» **Jobs**:
A – Based on the Bourlon Wood passage, decide whether each statement agrees with the text. Answer yes or no, quoting the deciding words. (i) Troops needed fifteen hours to cover the last five kilometres to the front. (ii) Reinforcements arrived early because the roads were clear. (iii) The Welsh infantry brigade took all of Bourlon Wood.
B – Translate this sentence from the Bourlon Wood passage into Spanish: "Under a hail of artillery fire, several tanks and a Welsh infantry brigade succeeded in getting a foothold in part of Bourlon Wood but soon found themselves isolated."
C – Summarize the Bourlon Wood passage in two sentences.

» **Quoted text**:
begin

But once again the problem of capitalizing on the initial breakthrough reared its head. Anecdotal evidence points to a British tank compromising the movements of the cavalry in the vicinity of Masnières Hill but a more fundamental problem was the tardy arrival of reinforcements caused by the heavy congestion on the roads: it took fifteen hours for troops to cover the final five kilometres to the front...

In fact, the impact of the first assault dissipated along with the element of surprise and the Germans were soon harassing the foremost troops from the heights of Bourlon Wood. On 23 November the British started to do something about this, just as the bells began to peal in Great Britain to mark what seemed to be a miraculous victory. Under a hail of artillery fire, several tanks and a Welsh infantry brigade succeeded in getting a foothold in part of Bourlon Wood but soon found themselves isolated.

end

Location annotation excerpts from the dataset
begin

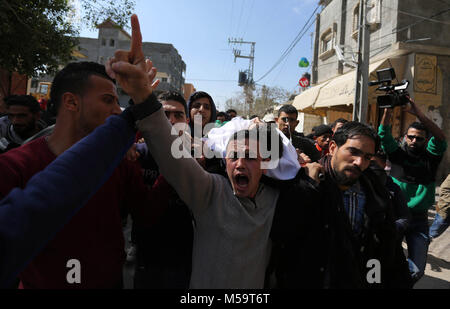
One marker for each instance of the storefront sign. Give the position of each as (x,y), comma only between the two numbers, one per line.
(425,74)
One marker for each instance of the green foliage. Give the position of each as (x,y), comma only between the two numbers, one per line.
(267,98)
(98,11)
(38,36)
(35,35)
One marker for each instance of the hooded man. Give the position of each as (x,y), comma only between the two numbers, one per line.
(201,104)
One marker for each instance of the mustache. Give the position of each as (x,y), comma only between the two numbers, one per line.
(353,169)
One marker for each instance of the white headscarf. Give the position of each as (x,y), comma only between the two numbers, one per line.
(217,141)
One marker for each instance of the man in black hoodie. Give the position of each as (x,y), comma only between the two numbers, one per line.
(342,234)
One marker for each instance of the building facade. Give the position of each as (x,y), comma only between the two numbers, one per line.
(413,37)
(170,65)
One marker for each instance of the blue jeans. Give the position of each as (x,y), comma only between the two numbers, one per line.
(439,226)
(417,240)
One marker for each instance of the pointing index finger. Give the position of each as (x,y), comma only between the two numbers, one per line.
(136,53)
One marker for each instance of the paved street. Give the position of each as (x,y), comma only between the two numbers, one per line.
(437,272)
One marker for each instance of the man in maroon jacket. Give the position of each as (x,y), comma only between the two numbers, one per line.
(91,244)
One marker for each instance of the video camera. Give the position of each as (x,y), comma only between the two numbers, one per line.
(396,94)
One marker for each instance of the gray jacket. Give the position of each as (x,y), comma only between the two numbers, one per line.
(231,239)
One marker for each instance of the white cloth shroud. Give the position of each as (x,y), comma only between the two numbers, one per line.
(287,167)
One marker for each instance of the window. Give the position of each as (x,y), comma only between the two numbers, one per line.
(374,14)
(327,41)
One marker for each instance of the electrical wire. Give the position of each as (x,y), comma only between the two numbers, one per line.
(292,45)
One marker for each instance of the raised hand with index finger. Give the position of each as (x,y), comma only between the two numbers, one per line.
(132,71)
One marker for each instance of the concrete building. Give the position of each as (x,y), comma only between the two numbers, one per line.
(170,65)
(188,90)
(413,37)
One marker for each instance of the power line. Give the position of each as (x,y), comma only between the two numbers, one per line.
(248,19)
(292,45)
(285,60)
(210,80)
(240,17)
(412,24)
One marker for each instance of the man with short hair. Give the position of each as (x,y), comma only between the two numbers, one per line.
(287,122)
(231,114)
(413,167)
(221,119)
(233,212)
(352,224)
(164,252)
(322,136)
(21,122)
(85,96)
(337,124)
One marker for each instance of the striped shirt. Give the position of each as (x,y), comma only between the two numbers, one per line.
(354,203)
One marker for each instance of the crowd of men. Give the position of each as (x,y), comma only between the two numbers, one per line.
(201,222)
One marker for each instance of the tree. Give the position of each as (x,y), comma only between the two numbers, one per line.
(37,36)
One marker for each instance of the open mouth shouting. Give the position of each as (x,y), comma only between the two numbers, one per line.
(241,182)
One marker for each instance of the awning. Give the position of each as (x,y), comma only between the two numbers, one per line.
(338,93)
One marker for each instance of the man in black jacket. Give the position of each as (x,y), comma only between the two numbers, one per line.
(287,122)
(342,234)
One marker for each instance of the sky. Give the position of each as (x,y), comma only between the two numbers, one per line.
(200,29)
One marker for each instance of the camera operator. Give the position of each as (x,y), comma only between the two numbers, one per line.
(414,166)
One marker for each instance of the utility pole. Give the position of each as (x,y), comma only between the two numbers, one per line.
(246,77)
(360,106)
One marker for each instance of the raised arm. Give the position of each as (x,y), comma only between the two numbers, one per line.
(412,108)
(135,75)
(388,142)
(30,217)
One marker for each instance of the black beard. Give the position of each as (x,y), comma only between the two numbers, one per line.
(416,150)
(343,180)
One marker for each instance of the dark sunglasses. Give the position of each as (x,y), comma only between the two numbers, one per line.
(418,138)
(287,119)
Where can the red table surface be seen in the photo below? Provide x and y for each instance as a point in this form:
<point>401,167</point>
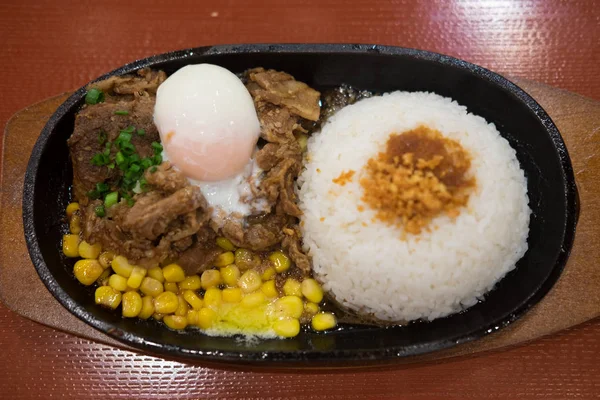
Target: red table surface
<point>48,47</point>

end

» **Answers by task**:
A –
(i) Yes: "it took fifteen hours for troops to cover the final five kilometres to the front"
(ii) No: "the tardy arrival of reinforcements caused by the heavy congestion on the roads"
(iii) No: "succeeded in getting a foothold in part of Bourlon Wood but soon found themselves isolated"

B – Bajo una lluvia de fuego de artillería, varios tanques y una brigada de infantería galesa lograron afianzarse en parte del bosque de Bourlon, pero pronto se encontraron aislados.

C – The British struggled to build on their first breakthrough, mainly because heavy road congestion delayed reinforcements, and once surprise was lost the Germans harassed the foremost troops from the heights of Bourlon Wood. On 23 November, under heavy artillery fire, several tanks and a Welsh infantry brigade gained a foothold in part of the wood but soon found themselves isolated.